Records from a data source:
-=-=-

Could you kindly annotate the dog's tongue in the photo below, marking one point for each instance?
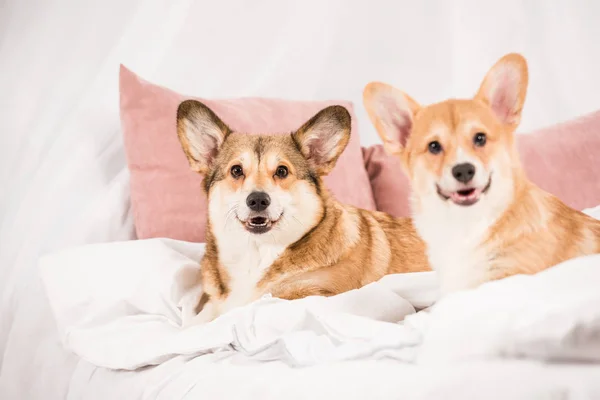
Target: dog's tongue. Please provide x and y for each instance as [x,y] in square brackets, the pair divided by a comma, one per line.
[258,220]
[465,195]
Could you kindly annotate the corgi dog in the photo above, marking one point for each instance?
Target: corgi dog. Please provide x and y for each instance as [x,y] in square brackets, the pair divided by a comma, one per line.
[272,225]
[479,215]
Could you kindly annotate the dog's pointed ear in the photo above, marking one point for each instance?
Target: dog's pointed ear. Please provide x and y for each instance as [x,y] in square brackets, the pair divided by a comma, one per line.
[392,113]
[324,137]
[505,87]
[201,134]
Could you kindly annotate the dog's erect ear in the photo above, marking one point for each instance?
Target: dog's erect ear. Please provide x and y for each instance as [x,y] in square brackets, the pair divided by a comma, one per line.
[324,137]
[505,87]
[392,112]
[201,134]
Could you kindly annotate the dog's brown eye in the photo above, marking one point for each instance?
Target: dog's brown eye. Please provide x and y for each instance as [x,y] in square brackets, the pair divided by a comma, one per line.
[281,171]
[237,171]
[434,147]
[479,139]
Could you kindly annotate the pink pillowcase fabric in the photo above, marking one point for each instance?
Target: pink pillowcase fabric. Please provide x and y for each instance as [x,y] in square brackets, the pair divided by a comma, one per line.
[563,159]
[167,197]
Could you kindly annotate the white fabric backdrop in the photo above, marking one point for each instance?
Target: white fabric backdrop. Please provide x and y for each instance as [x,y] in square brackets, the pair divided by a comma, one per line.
[62,170]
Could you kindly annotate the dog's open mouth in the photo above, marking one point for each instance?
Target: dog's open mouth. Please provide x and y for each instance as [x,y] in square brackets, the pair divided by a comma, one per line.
[259,224]
[465,197]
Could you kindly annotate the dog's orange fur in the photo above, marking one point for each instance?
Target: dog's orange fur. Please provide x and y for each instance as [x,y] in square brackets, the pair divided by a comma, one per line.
[516,227]
[316,246]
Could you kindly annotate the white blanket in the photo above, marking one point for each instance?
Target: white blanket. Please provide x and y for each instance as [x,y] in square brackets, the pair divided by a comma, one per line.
[117,306]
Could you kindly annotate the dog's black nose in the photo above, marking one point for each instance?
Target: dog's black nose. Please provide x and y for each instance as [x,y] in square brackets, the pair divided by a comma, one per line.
[258,201]
[463,172]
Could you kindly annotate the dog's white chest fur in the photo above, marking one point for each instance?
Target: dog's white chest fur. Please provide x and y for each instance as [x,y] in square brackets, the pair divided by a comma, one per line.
[455,246]
[246,266]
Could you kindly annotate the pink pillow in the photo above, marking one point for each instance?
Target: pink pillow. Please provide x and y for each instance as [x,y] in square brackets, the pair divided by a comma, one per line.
[563,159]
[166,196]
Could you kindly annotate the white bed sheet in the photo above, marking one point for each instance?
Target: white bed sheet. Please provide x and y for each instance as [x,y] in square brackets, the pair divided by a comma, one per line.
[41,369]
[62,168]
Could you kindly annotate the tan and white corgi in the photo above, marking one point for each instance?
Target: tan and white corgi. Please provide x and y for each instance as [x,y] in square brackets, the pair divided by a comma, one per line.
[272,225]
[479,215]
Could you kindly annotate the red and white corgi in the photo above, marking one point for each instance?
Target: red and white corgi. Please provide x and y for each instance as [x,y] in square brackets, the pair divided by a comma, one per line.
[479,215]
[272,225]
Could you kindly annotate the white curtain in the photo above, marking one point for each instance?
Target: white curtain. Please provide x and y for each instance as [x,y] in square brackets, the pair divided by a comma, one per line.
[62,169]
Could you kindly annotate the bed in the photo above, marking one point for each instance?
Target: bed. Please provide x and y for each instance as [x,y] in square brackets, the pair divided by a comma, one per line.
[65,182]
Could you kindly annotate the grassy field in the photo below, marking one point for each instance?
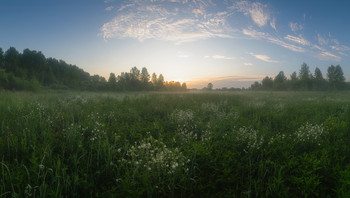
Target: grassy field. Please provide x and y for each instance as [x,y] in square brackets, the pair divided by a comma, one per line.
[214,144]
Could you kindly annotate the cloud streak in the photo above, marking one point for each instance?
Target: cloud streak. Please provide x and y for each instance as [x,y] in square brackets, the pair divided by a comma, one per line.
[265,36]
[183,21]
[255,10]
[223,57]
[154,20]
[263,58]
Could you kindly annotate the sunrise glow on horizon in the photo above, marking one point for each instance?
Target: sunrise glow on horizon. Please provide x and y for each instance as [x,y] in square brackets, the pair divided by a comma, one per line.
[230,43]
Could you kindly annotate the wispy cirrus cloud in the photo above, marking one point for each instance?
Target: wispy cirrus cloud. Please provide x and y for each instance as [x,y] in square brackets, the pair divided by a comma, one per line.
[266,36]
[295,26]
[263,58]
[155,19]
[329,56]
[223,57]
[181,21]
[257,11]
[109,8]
[298,40]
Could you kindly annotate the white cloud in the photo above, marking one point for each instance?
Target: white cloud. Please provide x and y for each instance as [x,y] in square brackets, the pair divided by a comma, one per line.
[263,58]
[322,40]
[153,20]
[298,40]
[273,23]
[265,36]
[223,57]
[256,11]
[109,8]
[329,56]
[295,26]
[182,55]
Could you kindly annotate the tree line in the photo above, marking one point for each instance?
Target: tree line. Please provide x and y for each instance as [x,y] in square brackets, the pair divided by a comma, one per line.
[31,70]
[305,80]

-=-=-

EXERCISE AIM: Return the lines from the line containing "Could you kindly annotate the wispy" to the end of the entries above, exactly as they appear and with no other output.

FINISHED ANSWER:
Could you kindly annotate the wispy cirrus cloud in the photo above, marking one point for each instance?
Target: wispy cirrus cloud. Please provide x and y for each instance as [x,y] in square brackets, the pair divided by a comma, one per line.
[266,36]
[295,26]
[263,58]
[155,19]
[329,56]
[223,57]
[181,21]
[257,11]
[109,8]
[298,40]
Could you kindly annotate the white cloud in the photo above, marking one point for each instance?
Target: white cloud. Please provide x and y for each instance as [x,y] in square brackets, the pair divided by a comma, one per line.
[263,58]
[322,40]
[153,20]
[298,40]
[273,23]
[265,36]
[223,57]
[256,11]
[109,8]
[329,56]
[295,26]
[182,55]
Could you kindly annotate the tree line in the photo above, marking one point for each instance?
Target: tree line. Please provide x and y for each instance as [x,y] in square brackets, the pair divided by a comma, one per line.
[31,70]
[305,80]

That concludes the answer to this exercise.